Texto de lectura.

++++++

Pero en Chaney, las horrendas máscaras que concibió precedieron a la guerra. Su capacidad para transformar el rostro surgió de una simple necesidad de sobrevivencia. Sus padres eran sordomudos. La única manera de comunicarse con ellos era mediante muecas acompañadas de la inevitable pantomima corporal.
Mientras Lon Chaney vivió, era muy difícil competir con sus mutaciones corporales, que lo convirtieron en el hombre invisible del cine norteamericano. Uno de sus mayores placeres era salir a la calle y caminar entre la multitud, seguro de que nadie lo reconocería. Su rostro cotidiano era otro de sus disfraces.
 Pero el actor falleció en 1930, en el momento en que el cine mudo cedió paso al cine sonoro, y era casi una quimera conseguir un actor de sus atributos para emularlo. Eso permitió el surgimiento de una nueva generación de expertos en maquillaje, especialmente en filmes de horror y de ciencia ficción.

++++++

Extractos de datos.
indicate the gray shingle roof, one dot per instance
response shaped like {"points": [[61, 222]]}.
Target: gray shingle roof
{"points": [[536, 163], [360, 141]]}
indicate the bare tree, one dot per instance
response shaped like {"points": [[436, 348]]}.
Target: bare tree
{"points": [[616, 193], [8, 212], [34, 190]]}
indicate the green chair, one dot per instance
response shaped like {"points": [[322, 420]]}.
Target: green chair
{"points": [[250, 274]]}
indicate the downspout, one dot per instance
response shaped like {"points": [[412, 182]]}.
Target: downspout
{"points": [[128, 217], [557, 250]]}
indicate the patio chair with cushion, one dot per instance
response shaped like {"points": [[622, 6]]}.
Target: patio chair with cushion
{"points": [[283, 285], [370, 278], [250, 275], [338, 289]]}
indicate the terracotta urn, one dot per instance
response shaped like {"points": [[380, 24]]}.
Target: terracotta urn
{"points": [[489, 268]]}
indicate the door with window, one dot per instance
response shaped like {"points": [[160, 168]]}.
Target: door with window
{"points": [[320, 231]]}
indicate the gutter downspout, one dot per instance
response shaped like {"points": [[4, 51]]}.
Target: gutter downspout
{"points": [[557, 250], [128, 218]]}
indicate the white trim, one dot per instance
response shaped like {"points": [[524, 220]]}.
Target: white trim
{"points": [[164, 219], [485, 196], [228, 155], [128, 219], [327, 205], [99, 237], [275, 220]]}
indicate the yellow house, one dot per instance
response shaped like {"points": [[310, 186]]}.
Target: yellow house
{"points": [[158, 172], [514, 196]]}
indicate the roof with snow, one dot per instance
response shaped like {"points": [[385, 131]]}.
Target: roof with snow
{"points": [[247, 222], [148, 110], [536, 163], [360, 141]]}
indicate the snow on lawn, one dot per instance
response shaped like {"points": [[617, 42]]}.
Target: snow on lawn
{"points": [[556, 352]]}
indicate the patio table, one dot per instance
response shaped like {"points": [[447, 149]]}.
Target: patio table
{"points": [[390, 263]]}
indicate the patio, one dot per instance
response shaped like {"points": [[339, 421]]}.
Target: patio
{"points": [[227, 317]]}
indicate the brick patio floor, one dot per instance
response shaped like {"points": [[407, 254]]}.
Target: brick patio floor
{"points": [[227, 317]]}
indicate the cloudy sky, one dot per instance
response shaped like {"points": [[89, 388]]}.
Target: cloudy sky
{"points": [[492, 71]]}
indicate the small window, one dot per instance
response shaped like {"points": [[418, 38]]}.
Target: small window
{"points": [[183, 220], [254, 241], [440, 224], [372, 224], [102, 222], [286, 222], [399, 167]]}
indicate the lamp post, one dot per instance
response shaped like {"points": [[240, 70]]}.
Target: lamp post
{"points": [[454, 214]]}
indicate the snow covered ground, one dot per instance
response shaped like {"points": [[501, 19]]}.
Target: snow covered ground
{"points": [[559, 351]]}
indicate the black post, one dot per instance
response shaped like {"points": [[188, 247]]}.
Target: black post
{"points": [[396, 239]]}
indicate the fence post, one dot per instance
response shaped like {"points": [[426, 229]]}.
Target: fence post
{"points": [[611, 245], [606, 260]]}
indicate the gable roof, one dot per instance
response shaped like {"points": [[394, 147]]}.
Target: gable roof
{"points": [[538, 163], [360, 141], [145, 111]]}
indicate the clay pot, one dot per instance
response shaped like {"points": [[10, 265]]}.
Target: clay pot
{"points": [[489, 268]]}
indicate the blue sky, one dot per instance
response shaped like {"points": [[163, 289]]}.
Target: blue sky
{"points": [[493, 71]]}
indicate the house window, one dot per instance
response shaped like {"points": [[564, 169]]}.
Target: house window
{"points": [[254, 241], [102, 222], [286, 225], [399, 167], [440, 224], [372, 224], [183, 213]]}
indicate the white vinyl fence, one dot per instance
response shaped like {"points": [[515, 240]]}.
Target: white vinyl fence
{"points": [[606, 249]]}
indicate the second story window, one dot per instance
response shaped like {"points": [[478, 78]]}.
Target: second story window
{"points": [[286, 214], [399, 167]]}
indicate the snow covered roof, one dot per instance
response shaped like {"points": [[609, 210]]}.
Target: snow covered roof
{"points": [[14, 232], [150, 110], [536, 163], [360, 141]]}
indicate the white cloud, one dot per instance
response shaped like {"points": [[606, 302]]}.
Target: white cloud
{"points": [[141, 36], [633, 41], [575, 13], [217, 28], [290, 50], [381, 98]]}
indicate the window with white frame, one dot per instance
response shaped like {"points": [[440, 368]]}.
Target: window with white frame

++++++

Ejercicios propuestos.
A. ¿Concuerdan con el texto sobre Lon Chaney las siguientes afirmaciones? Contesta sí o no a cada una y cita textualmente las palabras del texto que lo deciden. (i) Los padres de Chaney eran sordomudos. (ii) Chaney murió en 1935. (iii) A Chaney le desagradaba caminar entre la multitud.
B. Según el texto sobre Lon Chaney, ¿en qué tipo de filmes surgió especialmente la nueva generación de expertos en maquillaje?
C. Prolonga el texto sobre Lon Chaney a partir de su última oración.
Los ítems proceden de una fuente distinta.

Las respuestas.
A.
(i) Sí: «Sus padres eran sordomudos.»
(ii) No: «el actor falleció en 1930».
(iii) No: «Uno de sus mayores placeres era salir a la calle y caminar entre la multitud».

B. En los filmes de horror y de ciencia ficción.

C.
Cuando Pierce se puso a trabajar en la máscara de Frankenstein, para el director James Whale, olvidó el concepto original, el de un monstruo descerebrado, creado con barro o cerámica, como el golem, una figura del folklore judío que aparecía en un previo proyecto cinematográfico de Universal. Curiosamente, el monstruo anterior iba a ser interpretado por Bela Lugosi, el protagonista de Drácula.
A Pierce le fascinaba la idea de Mary Shelley, la autora de Frankenstein, o El Prometeo Moderno de crear un monstruo usando las teorías en boga en los primeros años del siglo diecinueve. El doctor Frankenstein, joven e inexperto, seguramente usaría el método más sencillo para dotar a su creación de eximias facultades mentales: instalar en su cabeza el cerebro de un sabio. (A raíz de una deplorable equivocación, el cerebro robado por su ayudante de una morgue pertenecía a un asesino).
El técnico realizó una vasta investigación de las técnicas de cirugía cerebral, y optó por el método más simple. El doctor Frankenstein simplemente cercenaría la parte superior del cráneo, y allí depositaría el cerebro. La forma de activar el cerebro era mediante electrodos. De allí la presencia de pernos y cicatrices en el rostro del monstruo. Y por supuesto, los pesados párpados son el corolario de su retorno a la vida, poco después de iniciar el sueño eterno.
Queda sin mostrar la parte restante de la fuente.